## [Data]

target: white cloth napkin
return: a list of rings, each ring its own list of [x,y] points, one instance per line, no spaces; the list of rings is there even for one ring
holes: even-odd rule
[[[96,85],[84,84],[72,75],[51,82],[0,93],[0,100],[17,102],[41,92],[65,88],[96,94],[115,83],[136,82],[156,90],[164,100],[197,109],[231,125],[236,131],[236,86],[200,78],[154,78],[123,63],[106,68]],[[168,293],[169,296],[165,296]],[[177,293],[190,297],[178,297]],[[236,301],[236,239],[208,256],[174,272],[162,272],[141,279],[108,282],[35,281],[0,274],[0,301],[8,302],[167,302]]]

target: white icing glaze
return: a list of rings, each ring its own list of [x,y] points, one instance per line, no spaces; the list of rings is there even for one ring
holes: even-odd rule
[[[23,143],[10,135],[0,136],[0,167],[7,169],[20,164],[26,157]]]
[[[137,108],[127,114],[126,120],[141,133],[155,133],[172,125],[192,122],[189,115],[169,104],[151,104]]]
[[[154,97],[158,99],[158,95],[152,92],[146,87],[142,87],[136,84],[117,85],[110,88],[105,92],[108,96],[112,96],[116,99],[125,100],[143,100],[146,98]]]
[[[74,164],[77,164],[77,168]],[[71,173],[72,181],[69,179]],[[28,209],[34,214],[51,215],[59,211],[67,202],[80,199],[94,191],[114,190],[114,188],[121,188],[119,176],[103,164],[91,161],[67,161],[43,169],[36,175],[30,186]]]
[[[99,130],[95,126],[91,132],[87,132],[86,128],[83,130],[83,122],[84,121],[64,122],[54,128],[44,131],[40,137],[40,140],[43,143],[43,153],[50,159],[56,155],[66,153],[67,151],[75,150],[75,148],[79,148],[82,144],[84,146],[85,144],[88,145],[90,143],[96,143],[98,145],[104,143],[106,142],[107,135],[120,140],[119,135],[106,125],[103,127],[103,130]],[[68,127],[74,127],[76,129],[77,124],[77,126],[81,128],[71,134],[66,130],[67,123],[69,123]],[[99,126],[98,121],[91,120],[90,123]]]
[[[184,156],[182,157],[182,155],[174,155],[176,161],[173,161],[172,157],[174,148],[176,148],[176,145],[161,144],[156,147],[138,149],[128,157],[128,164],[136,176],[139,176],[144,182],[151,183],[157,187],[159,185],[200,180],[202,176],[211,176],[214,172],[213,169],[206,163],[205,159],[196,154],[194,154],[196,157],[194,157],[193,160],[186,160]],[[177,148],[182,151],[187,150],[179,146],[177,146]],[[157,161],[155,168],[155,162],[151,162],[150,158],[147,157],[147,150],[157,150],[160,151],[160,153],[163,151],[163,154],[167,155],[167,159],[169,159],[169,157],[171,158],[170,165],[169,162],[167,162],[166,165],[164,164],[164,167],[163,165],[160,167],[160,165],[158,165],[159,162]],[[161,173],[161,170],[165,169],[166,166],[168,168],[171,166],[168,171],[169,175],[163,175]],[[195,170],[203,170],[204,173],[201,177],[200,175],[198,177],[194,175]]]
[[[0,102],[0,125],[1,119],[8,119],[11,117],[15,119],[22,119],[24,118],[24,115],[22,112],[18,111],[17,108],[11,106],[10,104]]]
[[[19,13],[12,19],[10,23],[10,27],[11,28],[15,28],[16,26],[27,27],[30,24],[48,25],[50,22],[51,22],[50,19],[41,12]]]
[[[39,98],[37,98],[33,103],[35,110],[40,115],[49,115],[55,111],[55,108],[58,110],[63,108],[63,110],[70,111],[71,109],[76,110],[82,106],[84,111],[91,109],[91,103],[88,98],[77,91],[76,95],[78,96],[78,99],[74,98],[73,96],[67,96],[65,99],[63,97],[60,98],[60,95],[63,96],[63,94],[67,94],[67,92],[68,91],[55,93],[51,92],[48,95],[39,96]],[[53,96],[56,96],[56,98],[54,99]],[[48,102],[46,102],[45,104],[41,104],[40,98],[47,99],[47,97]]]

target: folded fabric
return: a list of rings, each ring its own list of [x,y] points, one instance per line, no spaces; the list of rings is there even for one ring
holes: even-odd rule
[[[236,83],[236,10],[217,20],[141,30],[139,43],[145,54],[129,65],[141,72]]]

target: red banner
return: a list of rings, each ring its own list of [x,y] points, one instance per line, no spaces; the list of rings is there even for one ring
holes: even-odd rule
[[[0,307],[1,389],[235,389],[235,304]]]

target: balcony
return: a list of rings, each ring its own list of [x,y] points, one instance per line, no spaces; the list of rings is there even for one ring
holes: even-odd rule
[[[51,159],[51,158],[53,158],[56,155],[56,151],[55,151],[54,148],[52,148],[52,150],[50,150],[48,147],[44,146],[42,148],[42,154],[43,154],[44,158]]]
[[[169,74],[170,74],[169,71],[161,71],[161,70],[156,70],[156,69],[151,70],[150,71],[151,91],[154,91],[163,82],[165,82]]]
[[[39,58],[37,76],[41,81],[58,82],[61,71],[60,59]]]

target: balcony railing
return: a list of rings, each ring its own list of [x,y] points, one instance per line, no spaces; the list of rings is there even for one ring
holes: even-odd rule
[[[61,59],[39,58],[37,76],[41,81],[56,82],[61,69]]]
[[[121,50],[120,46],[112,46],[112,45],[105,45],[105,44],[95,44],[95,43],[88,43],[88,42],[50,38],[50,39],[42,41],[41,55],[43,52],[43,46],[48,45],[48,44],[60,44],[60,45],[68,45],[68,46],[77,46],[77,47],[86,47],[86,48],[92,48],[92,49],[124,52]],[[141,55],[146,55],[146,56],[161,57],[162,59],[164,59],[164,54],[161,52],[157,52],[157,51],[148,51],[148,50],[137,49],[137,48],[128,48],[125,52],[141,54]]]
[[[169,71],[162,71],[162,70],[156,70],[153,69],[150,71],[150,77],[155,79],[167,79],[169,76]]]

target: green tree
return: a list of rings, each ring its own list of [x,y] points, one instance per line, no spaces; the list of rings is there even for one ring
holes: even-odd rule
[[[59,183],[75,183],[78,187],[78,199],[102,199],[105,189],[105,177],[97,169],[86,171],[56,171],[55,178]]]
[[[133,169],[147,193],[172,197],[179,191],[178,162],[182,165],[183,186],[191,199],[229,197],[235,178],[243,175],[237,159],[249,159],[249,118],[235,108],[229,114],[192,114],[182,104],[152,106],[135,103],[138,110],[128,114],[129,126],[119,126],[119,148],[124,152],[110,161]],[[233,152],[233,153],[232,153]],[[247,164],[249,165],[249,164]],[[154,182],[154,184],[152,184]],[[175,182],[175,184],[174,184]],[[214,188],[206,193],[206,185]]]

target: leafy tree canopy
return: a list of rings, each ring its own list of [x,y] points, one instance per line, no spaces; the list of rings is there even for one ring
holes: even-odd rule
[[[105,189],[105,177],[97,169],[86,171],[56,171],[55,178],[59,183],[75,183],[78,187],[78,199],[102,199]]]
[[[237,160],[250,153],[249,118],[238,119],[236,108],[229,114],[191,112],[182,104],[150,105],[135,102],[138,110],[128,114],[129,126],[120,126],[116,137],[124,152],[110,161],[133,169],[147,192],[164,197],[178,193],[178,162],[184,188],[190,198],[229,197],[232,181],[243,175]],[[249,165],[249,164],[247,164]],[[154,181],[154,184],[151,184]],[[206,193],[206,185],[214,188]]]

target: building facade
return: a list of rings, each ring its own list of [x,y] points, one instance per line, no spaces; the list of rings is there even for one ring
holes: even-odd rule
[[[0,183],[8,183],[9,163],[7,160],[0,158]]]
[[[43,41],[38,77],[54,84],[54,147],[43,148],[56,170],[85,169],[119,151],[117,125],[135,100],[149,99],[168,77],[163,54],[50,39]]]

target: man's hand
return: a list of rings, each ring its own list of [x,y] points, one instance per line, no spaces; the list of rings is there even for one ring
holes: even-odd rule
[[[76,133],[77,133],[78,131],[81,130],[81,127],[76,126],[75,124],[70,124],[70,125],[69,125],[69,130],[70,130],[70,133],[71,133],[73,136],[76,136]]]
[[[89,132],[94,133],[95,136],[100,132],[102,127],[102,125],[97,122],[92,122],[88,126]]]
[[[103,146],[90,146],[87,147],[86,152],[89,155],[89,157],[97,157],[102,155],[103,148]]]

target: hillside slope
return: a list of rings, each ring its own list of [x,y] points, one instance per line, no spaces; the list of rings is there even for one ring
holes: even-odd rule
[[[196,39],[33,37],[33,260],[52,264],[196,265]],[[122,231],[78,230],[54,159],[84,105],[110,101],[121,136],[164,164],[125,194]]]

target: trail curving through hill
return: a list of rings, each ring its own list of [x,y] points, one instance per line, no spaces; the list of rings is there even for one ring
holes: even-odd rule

## [Task]
Lines before the one containing "target: building facade" are left out. Repeat that line and all lines after it in the records above exactly.

## [Solution to the exercise]
target: building facade
return: a list of rings, each ring its own list of [x,y] points, one instance per line, no spaces; the list of rings is there even for one ring
holes: even-odd rule
[[[0,183],[8,183],[9,163],[7,160],[0,158]]]
[[[43,41],[38,77],[54,84],[54,147],[43,148],[56,170],[85,169],[119,151],[117,125],[135,100],[149,99],[168,77],[163,54],[50,39]]]

target: man's hand
return: a list of rings, each ring its own list of [x,y] points, one instance per line, no spaces; the list of rings is there even for one ring
holes: even-odd rule
[[[76,133],[77,133],[78,131],[81,130],[81,127],[76,126],[75,124],[70,124],[70,125],[69,125],[69,130],[70,130],[70,133],[71,133],[73,136],[76,136]]]
[[[89,132],[94,133],[95,136],[100,132],[102,127],[102,125],[97,122],[92,122],[88,126]]]
[[[103,146],[90,146],[87,147],[86,152],[89,155],[89,157],[97,157],[102,155],[103,148]]]

target: hillside slope
return: a list of rings, each ring its own list of [x,y] points, one instance per line, no spaces; the list of rings is there even for one ring
holes: even-odd rule
[[[196,39],[33,37],[33,260],[52,264],[196,265]],[[122,231],[78,230],[54,159],[84,105],[110,101],[121,136],[164,164],[125,194]]]

target: trail curving through hill
return: a list of rings, each ring its own list of [x,y] points, one instance per line, no spaces; the list of rings is there even for one ring
holes: even-odd rule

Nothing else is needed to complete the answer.